:: BRANO DA LEGGERE ::
**********

La strategia è chiara: quel che prima era riconosciuto come un male senza eccezioni, gradualmente è stato tollerato, poi permesso entro certi paletti e, adesso, si cerca di riconoscerlo come un bene (e se ciò avverrà cadranno a poco a poco tutti i paletti residui, dall’intervallo di tempo entro cui abortire all’obiezione di coscienza), completando il rovesciamento morale. Un esempio perfetto del funzionamento della cosiddetta “finestra di Overton”, una tecnica di persuasione delle masse basata su sei stadi e attraverso la quale, come spiegò un anno fa il cardinale Angelo Bagnasco nel suo discorso davanti al Consiglio permanente dei vescovi italiani, «si riesce a far accettare l’introduzione e la successiva legalizzazione di qualsiasi idea o fatto sociale, fosse anche la pratica che, al momento, l’opinione pubblica ritiene maggiormente inaccettabile. Uno di questi passaggi è quello che potremmo chiamare la “cultura degli eufemismi”: consiste nel chiamare le cose peggiori con nomi meno brutali e respingenti per la sensibilità generale».
Esempi di eufemismi? Ieri, per legalizzare l’uccisione di bambini nel grembo materno, si parlava di «libertà di scelta della donna». Oggi, ottenuta la legalizzazione negli Stati più ricchi, si parla appunto di «aborto sicuro» per rendere sempre più accettabile il concetto e vincere le ultime resistenze. I firmatari affermano che «l’aborto è una delle procedure mediche più sicure» e, dopo aver snocciolato una serie di dati sul numero di donne morte durante o in conseguenza di un aborto (il che contraddice l’asserita sicurezza della pratica, senza dimenticare che è noto il collegamento tra l’aborto procurato e - per evidenziarne solo alcuni - i maggiori rischi di cancro al seno, infertilità, aborti spontanei e nascite premature in caso di successive gravidanze), fanno leva sul solito argomento secondo cui per evitare queste morti sarebbe necessario legalizzare.

**********

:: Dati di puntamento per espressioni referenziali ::
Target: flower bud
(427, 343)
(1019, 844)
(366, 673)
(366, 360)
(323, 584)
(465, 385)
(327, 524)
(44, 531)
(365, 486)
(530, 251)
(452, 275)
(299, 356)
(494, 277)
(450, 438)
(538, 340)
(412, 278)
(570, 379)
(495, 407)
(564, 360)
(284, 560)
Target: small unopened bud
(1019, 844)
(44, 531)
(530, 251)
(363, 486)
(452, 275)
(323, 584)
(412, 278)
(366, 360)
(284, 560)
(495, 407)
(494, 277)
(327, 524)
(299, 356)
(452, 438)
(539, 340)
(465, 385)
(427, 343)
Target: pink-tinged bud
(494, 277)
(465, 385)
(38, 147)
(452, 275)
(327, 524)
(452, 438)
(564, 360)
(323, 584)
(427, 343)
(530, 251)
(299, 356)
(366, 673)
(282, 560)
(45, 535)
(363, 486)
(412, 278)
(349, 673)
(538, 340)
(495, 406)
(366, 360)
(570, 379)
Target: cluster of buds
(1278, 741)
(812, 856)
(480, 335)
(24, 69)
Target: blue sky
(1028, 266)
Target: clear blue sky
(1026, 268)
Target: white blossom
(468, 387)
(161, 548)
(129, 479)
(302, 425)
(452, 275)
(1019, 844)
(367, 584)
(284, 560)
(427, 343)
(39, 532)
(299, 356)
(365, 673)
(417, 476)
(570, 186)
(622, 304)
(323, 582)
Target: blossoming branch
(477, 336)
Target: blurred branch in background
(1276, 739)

**********

:: COSA FARAI ::
a: Riporta il passo del brano sulla finestra di Overton che comincia con le parole «Esempi di eufemismi?» e si chiude dopo le parole «sarebbe necessario legalizzare.».
b: Prosegui il brano sulla finestra di Overton partendo dopo la sua ultima frase.
Per svolgere gli esercizi non occorre consultare i dati.

:: RISPOSTE AGLI ESERCIZI ::
a:
Esempi di eufemismi? Ieri, per legalizzare l’uccisione di bambini nel grembo materno, si parlava di «libertà di scelta della donna». Oggi, ottenuta la legalizzazione negli Stati più ricchi, si parla appunto di «aborto sicuro» per rendere sempre più accettabile il concetto e vincere le ultime resistenze. I firmatari affermano che «l’aborto è una delle procedure mediche più sicure» e, dopo aver snocciolato una serie di dati sul numero di donne morte durante o in conseguenza di un aborto (il che contraddice l’asserita sicurezza della pratica, senza dimenticare che è noto il collegamento tra l’aborto procurato e - per evidenziarne solo alcuni - i maggiori rischi di cancro al seno, infertilità, aborti spontanei e nascite premature in caso di successive gravidanze), fanno leva sul solito argomento secondo cui per evitare queste morti sarebbe necessario legalizzare.

b:
Un argomento falso, come dimostrano i casi di Irlanda e Cile che hanno tra i più bassi tassi al mondo di mortalità materna, nonostante in quei Paesi l’aborto sia tuttora illegale (tranne nelle situazioni di grave pericolo per la vita della donna): ciò a conferma di come le morti non dipendano dalla legalità o meno della pratica, bensì principalmente dal livello dei servizi di cura per la maternità. Inoltre, è un argomento che sposta sempre l’attenzione dal cuore del problema e cioè che l’aborto - legale o non legale - implica in ogni caso la soppressione di una vita.
Come ha spiegato in un’intervista a Life News la ricercatrice ed esperta di politiche Onu, Rebecca Oas, «ciò che serve alle donne è una migliore assistenza sanitaria per la maternità e ci sono Paesi in cui c’è questa assistenza accanto a forti protezioni legali per i nascituri». La Oas smonta anche il tentativo della lobby abortista di far passare l’aborto come un diritto garantito a livello internazionale, ricordando come esso non venga promosso da nessun documento condiviso delle Nazioni Unite, per cui l’eventuale istituzione di una giornata internazionale rappresenterebbe un abuso. «Se il segretario generale e i capi delle agenzie Onu dovessero assecondare questa richiesta, darebbero solo l’impressione di essere legati a un’agenda radicale e controversa piuttosto che ai governi che compongono le Nazioni Unite. Questo è un estremo tentativo di chiedere a una élite un’azione simbolica dopo aver costantemente fallito nel far valere la propria tesi nei negoziati che contano».